■ Task instructions:
Print all entries word for word.
┄┄┄┄┄┄
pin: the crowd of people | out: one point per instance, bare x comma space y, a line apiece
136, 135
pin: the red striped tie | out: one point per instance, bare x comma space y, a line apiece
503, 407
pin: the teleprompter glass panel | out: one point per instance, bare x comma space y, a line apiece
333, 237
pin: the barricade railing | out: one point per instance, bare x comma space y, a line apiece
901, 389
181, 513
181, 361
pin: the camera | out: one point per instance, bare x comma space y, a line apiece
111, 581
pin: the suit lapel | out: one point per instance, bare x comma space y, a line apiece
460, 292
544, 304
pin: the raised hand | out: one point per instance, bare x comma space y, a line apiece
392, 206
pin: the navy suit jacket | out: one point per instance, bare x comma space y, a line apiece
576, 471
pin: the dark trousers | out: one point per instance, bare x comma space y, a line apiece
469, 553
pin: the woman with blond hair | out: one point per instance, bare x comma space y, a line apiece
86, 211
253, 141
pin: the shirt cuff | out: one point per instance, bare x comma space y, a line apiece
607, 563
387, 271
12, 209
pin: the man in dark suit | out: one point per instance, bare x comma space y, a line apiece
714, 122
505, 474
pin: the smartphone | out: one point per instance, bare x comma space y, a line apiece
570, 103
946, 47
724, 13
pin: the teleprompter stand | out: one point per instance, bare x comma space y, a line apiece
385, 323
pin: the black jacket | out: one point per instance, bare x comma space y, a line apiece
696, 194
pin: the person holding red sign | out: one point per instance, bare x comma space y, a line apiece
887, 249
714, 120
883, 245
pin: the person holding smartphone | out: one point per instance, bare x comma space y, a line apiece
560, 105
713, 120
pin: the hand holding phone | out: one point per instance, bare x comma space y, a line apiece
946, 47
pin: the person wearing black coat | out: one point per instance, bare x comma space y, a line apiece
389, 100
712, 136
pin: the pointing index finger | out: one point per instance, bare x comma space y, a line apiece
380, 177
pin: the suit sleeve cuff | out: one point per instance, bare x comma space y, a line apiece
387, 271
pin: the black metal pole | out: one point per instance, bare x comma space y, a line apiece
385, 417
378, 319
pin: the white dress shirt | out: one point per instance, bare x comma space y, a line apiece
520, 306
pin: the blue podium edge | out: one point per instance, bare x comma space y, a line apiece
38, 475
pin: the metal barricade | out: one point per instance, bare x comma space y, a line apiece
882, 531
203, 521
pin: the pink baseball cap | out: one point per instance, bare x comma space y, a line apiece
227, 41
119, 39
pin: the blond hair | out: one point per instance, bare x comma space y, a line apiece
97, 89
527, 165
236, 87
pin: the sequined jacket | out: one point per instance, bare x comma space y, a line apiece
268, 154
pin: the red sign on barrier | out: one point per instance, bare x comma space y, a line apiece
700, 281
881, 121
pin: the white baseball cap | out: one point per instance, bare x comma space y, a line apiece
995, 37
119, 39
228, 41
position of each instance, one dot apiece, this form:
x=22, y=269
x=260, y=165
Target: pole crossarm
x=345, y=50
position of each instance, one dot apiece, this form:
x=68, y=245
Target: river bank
┄┄┄┄┄┄
■ Solution to the exercise:
pin: the crowd of people | out: one point per instance, bare x comma space y, a line apiece
136, 135
pin: the red striped tie | out: one point per instance, bare x comma space y, a line apiece
503, 407
pin: the teleprompter glass panel | out: one point per instance, bare x comma space y, a line apiece
333, 237
pin: the barricade railing | out: one point per instance, bare x comma space y, a line apiece
901, 389
181, 513
181, 361
pin: the camera | out: one point per instance, bare x comma space y, a line apiece
111, 581
pin: the suit lapel | out: one point per instance, bare x comma space y, a line apiece
460, 292
544, 304
pin: the raised hand | out: one point per instance, bare x comma space y, a line apiece
392, 206
pin: the navy suit jacket | out: one point per instance, bare x comma space y, a line apiece
576, 471
pin: the dark trousers | out: one point per instance, bare x comma space y, a line apiece
469, 553
pin: the woman with blond hair | out: one point per instance, bare x comma space y, a line apiece
86, 211
253, 141
pin: the shirt cuff | out: one point per instance, bare x comma space y, a line apiece
607, 563
387, 271
12, 209
pin: the man in dark suit | out: one point per instance, bare x comma space y, a line apiece
714, 122
505, 474
pin: the smartphone | out: one point per instance, bare x comma space y, a line apiece
570, 103
946, 47
724, 13
pin: the teleprompter stand | out: one point per instance, bare x comma space y, a line apiece
385, 323
pin: the black jacket | out: one point per instance, bare x comma space y, a line apiece
696, 194
pin: the person holding red sign | out: one point per instance, bare x comma space y, a line apiece
887, 249
714, 120
883, 245
pin: the person holding smartphone | out: one point per instance, bare x comma space y, a line apiece
560, 105
713, 120
pin: the hand holding phone | out: one point per instance, bare x comma space y, a line apiece
946, 47
pin: the person wearing black coat | out: one point per instance, bare x comma space y, a line apiece
389, 100
712, 136
pin: the pointing index finger | out: one point per instance, bare x comma space y, a line apiece
380, 177
pin: the suit sleeve cuff | out: one point per instance, bare x comma space y, a line apiece
387, 271
pin: the black metal pole | out: one point per instance, bare x comma space y, a line apiece
385, 417
378, 319
pin: the white dress shirt | out: one point per instance, bare x comma space y, a line apiece
520, 306
pin: the blue podium edge | out: one point per instance, bare x comma space y, a line apiece
38, 475
pin: the metal barricade | out: one point per instance, bare x comma space y, a line apiece
882, 531
203, 521
pin: the pink baseball cap | out: one point per instance, bare x comma space y, a line apiece
227, 41
119, 39
pin: the blond hair | out: one point per instance, bare x comma space y, a line apiece
97, 89
527, 165
236, 87
pin: the sequined jacket | out: one point per instance, bare x comma space y, a line apiece
268, 154
pin: the red sign on barrier | out: one point per instance, bare x comma space y, a line apiece
700, 281
881, 121
pin: the white baseball cap | out: one point per instance, bare x comma space y, a line apiece
995, 37
119, 39
228, 41
position of each instance, one dot apiece, this form:
x=22, y=269
x=260, y=165
Target: pole crossarm
x=345, y=50
position of each instance, one dot apiece, this form:
x=68, y=245
Target: river bank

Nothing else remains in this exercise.